DOCUMENT:

Learning the committor for Tropolone intramolecular proton-transfer with distances as inputs¶

Reference paper:

Trizio, Rossi and Parrinello, JCP (2026), ArXiv

Connected papers:

Kang, Trizio and Parrinello, Nat Comput Sci (2024), ArXiv
Trizio, Kang and Parrinello, Nat Comput Sci (2025), ArXiv

Prerequisites: committor tutorials in the tutorial notebooks.

It is also advisable to have a look at the original committor example notebook with alanine.

Author: Enrico Trizio

Background¶

Theoretical Background: Original vs Approximated Committor¶

The committor function q(x) gives the probability that a configuration reaches state B before state A, and is an optimal reaction coordinate for rare events (see also the tutorials mentioned above).

The original method learns q(x) by minimizing the Kolmogorov variational functional:

\[K[q(x)] = \langle |\nabla_u q(x)|^2 \rangle\]

where the gradients are taken with respect to atomic coordinates. This formulation is physically rigorous and targets the true committor, but is computationally expensive in training due to the need to compute coordinate gradients, especially for complex descriptors and large systems.

An approximated variational principle can be found, by-passing the need for gradients with respect to the positions, replacing them with much cheaper descriptor-based gradients:

\[\tilde{K}[q(d(x))] = \langle |\nabla_d q(d(x))|^4 \rangle\]

which depends only on derivatives with respect to input descriptors. This is justified as an upper bound to the original functional via the Cauchy–Schwarz inequality, allowing one to avoid costly coordinate gradients while still optimizing a correlated objective.

As a result, the original method is exact but computationally demanding, while the approximated method is much cheaper and scalable, at the cost of not strictly recovering the true committor. In practice, the approximation preserves sampling efficiency and accurate free energy estimates, making it suitable for complex systems where the original approach is impractical.

ENTRIES:

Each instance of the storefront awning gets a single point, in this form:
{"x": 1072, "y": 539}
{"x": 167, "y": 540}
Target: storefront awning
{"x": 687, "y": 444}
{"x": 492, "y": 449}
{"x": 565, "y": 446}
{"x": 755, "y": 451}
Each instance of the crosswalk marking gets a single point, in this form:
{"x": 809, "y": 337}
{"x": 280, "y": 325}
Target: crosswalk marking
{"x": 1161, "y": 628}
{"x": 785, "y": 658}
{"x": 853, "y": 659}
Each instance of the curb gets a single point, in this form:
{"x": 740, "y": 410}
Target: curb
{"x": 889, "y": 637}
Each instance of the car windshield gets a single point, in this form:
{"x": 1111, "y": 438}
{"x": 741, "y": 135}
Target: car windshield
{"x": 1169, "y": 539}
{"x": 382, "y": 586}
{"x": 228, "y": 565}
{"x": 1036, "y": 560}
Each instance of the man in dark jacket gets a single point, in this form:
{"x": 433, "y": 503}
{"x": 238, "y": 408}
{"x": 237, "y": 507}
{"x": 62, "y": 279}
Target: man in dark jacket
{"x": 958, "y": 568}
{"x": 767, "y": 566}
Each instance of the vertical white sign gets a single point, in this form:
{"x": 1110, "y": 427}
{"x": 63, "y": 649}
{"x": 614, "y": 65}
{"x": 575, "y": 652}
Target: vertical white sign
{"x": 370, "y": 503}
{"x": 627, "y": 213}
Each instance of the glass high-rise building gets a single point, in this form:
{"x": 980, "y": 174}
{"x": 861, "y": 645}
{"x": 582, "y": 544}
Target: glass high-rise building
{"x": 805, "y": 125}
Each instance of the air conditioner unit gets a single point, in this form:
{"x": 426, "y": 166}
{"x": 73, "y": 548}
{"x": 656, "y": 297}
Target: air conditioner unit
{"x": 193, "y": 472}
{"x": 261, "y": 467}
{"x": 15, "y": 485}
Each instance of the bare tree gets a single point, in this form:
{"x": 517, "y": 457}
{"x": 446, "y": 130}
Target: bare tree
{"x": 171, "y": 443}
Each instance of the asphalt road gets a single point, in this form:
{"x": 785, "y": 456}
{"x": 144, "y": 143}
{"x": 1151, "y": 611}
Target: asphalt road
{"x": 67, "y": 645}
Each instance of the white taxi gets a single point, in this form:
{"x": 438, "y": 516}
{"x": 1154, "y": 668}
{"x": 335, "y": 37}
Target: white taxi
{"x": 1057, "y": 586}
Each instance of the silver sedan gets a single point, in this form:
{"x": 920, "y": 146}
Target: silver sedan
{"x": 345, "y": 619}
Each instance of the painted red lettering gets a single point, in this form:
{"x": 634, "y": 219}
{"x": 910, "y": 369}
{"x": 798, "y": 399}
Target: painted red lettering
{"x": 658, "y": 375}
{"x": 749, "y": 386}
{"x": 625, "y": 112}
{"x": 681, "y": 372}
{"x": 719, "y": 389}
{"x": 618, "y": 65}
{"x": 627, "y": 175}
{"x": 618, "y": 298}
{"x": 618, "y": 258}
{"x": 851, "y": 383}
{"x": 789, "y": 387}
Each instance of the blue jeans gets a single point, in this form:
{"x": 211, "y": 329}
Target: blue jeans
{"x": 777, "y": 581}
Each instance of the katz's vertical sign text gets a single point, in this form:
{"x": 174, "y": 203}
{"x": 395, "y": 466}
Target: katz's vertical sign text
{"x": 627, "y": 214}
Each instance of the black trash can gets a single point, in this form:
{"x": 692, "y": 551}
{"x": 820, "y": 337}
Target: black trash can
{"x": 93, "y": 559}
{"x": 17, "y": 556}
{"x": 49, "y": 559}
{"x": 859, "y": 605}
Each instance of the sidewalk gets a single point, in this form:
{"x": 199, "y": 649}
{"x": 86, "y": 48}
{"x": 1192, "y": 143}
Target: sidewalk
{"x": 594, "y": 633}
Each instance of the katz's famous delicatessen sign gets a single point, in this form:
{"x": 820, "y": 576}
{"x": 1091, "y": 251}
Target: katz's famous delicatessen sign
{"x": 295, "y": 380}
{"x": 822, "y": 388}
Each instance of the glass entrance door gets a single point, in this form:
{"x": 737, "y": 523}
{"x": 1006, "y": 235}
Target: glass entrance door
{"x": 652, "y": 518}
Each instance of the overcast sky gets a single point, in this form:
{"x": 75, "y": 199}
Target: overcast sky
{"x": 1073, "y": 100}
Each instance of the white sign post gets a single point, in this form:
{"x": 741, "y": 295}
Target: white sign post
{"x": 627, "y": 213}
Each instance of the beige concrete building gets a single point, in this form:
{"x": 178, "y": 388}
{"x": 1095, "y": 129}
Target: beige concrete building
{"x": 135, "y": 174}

ACTIONS TO TAKE:
1. Print the committor tutorial's passage starting with "Background¶" and going on through "and large systems.".
2. Shift the listing from the line with "Each instance of the beige" through the end of the listing: reproduce every line in that span, requests included, and add 130 to each coordinate in the answers.

ANSWERS GIVEN:
1.
Background¶

Theoretical Background: Original vs Approximated Committor¶

The committor function q(x) gives the probability that a configuration reaches state B before state A, and is an optimal reaction coordinate for rare events (see also the tutorials mentioned above).

The original method learns q(x) by minimizing the Kolmogorov variational functional:

\[K[q(x)] = \langle |\nabla_u q(x)|^2 \rangle\]

where the gradients are taken with respect to atomic coordinates. This formulation is physically rigorous and targets the true committor, but is computationally expensive in training due to the need to compute coordinate gradients, especially for complex descriptors and large systems.

2.
Each instance of the beige concrete building gets a single point, in this form:
{"x": 178, "y": 388}
{"x": 1095, "y": 129}
Target: beige concrete building
{"x": 265, "y": 304}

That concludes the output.